Notation glossary

Every symbol used across the course, collected in one place

What this page is

This page is the public mirror of the course’s private notation ledger, the internal document that first fixed every symbol, convention, and known confusion before any week note was drafted. That private ledger is build bookkeeping, not something you need to read. What you need from it is here: the symbols themselves, the convention this course chose for each one, and — because a symbol memorized without a worked number rarely sticks — a tie-back to the recurring MAC Study numbers wherever that helps. Keep this page open in a second tab whenever a week’s “Concept development” or “Worked examples” section uses a symbol without re-deriving it from scratch.

Two families of symbols recur across the whole term: parameters (unknown, about the population) and statistics (computed from a sample, used to learn about the parameters). This course is consistent about marking the difference with a hat: a hatted symbol (\(\hat\theta\), \(\hat p\)) is something you compute; an unhatted Greek letter (\(\theta\), \(\mu\), \(\pi\)) is something you are trying to learn about and never actually see.

Record extracts ->

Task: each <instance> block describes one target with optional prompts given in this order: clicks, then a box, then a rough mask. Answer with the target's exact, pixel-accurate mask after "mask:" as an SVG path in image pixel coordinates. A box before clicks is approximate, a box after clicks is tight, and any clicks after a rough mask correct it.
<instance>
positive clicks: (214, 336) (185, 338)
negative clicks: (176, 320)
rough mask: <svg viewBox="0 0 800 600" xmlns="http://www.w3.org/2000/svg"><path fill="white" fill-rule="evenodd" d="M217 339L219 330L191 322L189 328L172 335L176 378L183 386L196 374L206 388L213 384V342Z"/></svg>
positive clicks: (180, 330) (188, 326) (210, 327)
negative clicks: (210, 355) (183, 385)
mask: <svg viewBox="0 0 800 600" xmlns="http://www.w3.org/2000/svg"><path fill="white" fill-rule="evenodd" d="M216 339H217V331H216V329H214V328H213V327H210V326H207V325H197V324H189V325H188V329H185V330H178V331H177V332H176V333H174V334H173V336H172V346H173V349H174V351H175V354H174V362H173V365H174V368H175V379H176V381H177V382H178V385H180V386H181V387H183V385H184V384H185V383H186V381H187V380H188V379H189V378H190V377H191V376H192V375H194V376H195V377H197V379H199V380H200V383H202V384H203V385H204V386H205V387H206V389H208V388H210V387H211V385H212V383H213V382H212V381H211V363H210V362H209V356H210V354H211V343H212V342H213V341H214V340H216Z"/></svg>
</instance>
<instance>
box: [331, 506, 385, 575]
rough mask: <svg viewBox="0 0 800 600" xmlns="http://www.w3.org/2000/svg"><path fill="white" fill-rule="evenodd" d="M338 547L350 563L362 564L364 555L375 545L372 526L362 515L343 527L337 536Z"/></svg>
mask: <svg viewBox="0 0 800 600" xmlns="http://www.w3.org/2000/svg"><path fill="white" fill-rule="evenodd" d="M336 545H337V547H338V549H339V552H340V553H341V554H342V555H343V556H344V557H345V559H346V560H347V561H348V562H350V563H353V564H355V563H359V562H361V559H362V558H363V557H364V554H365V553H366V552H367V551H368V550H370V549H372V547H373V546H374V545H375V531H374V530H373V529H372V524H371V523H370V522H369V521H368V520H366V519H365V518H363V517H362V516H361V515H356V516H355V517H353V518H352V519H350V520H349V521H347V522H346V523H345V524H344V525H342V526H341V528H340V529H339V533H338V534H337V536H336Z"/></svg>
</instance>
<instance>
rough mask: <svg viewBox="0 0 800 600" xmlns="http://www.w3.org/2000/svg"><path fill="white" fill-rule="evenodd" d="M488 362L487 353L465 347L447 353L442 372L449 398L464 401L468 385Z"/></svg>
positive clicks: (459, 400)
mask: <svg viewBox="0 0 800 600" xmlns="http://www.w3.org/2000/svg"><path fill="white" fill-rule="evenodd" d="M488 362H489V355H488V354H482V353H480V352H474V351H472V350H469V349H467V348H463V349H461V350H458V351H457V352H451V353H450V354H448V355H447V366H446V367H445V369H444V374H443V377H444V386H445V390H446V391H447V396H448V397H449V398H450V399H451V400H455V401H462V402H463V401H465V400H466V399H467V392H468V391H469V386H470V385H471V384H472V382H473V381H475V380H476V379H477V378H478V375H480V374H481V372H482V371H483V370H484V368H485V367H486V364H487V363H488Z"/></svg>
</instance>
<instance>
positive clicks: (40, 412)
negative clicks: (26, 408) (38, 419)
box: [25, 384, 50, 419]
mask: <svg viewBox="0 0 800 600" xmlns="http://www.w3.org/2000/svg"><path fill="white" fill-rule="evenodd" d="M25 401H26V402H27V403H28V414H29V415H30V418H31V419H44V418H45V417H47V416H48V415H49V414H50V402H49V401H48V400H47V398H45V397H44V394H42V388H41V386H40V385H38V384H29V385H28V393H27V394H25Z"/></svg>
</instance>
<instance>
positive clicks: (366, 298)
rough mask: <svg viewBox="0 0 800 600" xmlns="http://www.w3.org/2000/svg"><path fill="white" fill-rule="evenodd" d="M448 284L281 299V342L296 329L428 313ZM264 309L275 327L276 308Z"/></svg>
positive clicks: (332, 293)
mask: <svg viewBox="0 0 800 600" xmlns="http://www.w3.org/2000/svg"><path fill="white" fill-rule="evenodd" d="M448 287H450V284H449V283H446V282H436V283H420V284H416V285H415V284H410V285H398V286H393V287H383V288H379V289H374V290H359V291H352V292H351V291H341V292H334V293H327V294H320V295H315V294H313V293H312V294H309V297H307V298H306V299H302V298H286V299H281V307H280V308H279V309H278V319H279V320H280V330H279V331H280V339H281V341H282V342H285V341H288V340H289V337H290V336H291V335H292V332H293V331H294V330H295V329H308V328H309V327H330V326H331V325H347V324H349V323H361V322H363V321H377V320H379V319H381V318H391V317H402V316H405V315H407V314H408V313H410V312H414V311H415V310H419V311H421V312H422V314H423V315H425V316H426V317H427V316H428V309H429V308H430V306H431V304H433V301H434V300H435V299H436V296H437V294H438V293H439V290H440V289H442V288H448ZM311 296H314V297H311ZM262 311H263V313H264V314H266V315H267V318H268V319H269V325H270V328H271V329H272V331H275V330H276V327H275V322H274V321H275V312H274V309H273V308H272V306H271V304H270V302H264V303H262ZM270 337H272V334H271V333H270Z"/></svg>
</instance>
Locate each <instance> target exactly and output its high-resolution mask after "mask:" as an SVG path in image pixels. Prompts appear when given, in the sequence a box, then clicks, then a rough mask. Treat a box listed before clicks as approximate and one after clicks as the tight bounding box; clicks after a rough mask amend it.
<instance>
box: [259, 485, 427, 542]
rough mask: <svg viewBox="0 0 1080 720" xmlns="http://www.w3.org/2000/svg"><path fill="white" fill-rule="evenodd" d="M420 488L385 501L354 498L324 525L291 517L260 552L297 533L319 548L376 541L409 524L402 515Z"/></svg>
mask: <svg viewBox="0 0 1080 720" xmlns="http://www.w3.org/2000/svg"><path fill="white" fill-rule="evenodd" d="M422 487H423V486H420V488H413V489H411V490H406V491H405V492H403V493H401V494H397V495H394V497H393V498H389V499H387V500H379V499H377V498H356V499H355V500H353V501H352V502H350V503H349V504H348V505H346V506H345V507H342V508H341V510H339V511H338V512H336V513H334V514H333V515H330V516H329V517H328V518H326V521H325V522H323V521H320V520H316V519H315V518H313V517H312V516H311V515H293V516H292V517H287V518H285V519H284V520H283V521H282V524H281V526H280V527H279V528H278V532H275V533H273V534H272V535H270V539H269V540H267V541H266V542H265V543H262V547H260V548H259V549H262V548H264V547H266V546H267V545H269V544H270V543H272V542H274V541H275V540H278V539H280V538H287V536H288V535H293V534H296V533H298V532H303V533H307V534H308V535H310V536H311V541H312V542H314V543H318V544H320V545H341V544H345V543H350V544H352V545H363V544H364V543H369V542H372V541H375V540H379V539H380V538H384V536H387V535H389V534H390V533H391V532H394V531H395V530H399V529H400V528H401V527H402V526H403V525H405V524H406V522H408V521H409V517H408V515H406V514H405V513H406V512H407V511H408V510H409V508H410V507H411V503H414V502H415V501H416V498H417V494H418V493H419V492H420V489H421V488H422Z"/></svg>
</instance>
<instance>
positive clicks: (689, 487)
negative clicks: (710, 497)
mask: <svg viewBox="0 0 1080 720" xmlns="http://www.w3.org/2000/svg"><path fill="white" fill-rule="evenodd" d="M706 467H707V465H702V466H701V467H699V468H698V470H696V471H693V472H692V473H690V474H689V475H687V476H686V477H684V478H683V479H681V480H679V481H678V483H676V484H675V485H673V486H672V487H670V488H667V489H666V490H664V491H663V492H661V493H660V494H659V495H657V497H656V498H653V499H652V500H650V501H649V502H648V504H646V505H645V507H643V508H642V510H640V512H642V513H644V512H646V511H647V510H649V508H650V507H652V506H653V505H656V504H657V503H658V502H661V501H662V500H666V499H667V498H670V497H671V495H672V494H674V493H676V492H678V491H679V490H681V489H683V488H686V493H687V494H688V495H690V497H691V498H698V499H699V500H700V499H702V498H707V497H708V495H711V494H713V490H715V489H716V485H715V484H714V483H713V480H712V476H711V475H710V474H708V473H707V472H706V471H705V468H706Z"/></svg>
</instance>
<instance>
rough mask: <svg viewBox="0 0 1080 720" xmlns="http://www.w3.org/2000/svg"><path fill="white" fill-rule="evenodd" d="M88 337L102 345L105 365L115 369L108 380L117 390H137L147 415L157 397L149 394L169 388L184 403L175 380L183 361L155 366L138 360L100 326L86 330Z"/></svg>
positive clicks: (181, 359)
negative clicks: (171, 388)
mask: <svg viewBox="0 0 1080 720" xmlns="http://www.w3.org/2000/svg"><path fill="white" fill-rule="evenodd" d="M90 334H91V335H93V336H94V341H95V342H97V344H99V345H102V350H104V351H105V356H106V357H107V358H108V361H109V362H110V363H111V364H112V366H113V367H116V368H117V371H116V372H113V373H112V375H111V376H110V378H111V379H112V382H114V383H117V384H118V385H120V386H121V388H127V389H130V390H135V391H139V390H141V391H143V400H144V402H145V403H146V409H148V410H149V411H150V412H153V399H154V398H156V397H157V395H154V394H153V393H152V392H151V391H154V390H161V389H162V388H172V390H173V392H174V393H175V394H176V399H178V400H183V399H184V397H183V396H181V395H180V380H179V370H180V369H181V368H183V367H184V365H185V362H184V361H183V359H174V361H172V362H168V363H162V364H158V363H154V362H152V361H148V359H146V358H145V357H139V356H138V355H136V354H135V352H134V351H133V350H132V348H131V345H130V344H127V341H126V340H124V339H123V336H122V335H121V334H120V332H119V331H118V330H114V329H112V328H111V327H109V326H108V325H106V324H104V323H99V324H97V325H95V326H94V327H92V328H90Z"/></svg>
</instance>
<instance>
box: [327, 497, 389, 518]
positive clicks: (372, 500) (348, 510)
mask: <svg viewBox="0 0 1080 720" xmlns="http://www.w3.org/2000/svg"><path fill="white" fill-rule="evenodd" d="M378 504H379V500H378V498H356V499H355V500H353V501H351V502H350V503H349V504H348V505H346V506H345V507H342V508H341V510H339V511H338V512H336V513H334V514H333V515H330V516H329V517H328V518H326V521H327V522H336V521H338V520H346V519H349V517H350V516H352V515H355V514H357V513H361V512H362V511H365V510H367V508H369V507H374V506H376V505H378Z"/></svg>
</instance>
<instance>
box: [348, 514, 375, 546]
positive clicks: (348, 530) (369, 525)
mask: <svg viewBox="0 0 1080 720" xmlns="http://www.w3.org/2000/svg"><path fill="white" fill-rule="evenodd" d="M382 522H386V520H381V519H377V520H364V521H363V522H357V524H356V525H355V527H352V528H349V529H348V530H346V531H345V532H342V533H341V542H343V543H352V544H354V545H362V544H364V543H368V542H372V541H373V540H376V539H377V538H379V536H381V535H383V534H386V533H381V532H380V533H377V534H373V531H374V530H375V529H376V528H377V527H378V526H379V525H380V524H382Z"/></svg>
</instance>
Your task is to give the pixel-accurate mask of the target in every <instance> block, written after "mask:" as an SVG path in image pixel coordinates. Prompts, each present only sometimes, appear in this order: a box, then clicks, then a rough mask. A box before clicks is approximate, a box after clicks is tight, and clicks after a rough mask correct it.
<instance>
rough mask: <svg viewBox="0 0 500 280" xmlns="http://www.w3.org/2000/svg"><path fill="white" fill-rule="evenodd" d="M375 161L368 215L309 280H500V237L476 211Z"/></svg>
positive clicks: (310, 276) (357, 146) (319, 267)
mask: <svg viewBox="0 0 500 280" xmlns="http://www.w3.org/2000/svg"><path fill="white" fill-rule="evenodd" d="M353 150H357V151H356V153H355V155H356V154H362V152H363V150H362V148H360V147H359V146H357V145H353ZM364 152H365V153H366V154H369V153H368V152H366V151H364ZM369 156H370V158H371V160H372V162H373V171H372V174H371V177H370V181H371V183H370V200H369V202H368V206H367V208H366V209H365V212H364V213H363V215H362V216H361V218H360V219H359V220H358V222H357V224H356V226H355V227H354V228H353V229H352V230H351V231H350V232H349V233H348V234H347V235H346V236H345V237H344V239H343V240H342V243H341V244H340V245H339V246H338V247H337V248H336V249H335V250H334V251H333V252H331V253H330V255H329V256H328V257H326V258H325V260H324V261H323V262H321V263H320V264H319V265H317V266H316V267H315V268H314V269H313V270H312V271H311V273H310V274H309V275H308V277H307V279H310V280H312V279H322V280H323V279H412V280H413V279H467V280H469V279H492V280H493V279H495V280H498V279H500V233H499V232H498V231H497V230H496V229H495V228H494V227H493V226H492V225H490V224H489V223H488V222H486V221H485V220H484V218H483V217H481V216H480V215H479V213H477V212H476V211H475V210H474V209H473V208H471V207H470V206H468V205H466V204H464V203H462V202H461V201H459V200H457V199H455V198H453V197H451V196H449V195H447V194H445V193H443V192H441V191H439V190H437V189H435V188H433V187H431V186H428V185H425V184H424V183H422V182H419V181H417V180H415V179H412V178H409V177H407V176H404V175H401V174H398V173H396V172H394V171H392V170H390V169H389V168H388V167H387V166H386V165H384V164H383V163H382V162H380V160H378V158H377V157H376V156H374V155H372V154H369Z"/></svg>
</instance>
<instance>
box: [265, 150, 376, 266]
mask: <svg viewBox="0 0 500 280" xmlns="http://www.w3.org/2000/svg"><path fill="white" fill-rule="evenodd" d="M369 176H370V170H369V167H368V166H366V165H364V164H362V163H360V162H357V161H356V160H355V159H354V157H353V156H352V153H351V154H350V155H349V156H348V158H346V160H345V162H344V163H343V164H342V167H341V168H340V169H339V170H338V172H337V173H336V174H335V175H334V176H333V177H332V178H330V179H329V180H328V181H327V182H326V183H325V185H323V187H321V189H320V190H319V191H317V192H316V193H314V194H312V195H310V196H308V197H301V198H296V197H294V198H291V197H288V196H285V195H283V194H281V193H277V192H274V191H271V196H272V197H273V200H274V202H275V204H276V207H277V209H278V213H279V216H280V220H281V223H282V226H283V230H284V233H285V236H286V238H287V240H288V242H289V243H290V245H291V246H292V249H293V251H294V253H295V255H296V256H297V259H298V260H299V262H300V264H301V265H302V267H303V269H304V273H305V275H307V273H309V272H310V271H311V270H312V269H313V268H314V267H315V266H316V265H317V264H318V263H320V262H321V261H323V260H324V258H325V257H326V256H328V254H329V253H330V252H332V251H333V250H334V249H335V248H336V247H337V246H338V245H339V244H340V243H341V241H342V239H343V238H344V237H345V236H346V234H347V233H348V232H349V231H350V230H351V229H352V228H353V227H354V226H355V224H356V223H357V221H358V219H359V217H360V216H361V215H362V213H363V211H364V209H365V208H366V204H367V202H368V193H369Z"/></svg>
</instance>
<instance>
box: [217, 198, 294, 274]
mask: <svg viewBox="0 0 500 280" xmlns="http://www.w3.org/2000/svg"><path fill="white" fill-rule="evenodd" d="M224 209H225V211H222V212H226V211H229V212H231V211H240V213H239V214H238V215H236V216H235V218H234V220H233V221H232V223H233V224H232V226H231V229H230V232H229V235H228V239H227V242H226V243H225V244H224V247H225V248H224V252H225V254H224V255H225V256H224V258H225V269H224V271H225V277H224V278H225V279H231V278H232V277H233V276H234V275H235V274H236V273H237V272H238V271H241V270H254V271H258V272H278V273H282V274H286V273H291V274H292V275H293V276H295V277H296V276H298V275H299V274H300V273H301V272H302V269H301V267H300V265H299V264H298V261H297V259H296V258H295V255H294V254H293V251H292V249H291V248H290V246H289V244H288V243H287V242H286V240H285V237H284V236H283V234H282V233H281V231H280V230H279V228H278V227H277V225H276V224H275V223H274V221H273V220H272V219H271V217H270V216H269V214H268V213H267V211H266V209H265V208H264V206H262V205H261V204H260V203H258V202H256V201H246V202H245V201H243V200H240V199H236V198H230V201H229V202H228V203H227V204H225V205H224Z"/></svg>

Work required -> Pick up the notation glossary after its last sentence and write its next section in the same voice.

Response area ->
Core symbols

Symbol	Meaning	Convention chosen
\(\theta\)	a generic population parameter	unknown; the target of every estimation problem this term
\(\hat\theta\)	an estimator (before data) / an estimate (after data)	a random variable before data arrive; a plain number once computed
\(\mu, \sigma\)	population mean, population standard deviation	never assumed known outside a flagged teaching simplification
\(\pi\)	population proportion	context disambiguates from the constant \(\pi \approx 3.14159\); the two never appear needing disambiguation on the same page
\(\bar X, \bar x\)	sample mean — the statistic (random variable), then its computed value (a number)	capital for the random variable, lowercase for the realized number
\(s\)	sample standard deviation	\(s = \sqrt{\frac{1}{n-1}\sum(x_i - \bar x)^2}\) — the \(n-1\) divisor is derived, not asserted (Week 4)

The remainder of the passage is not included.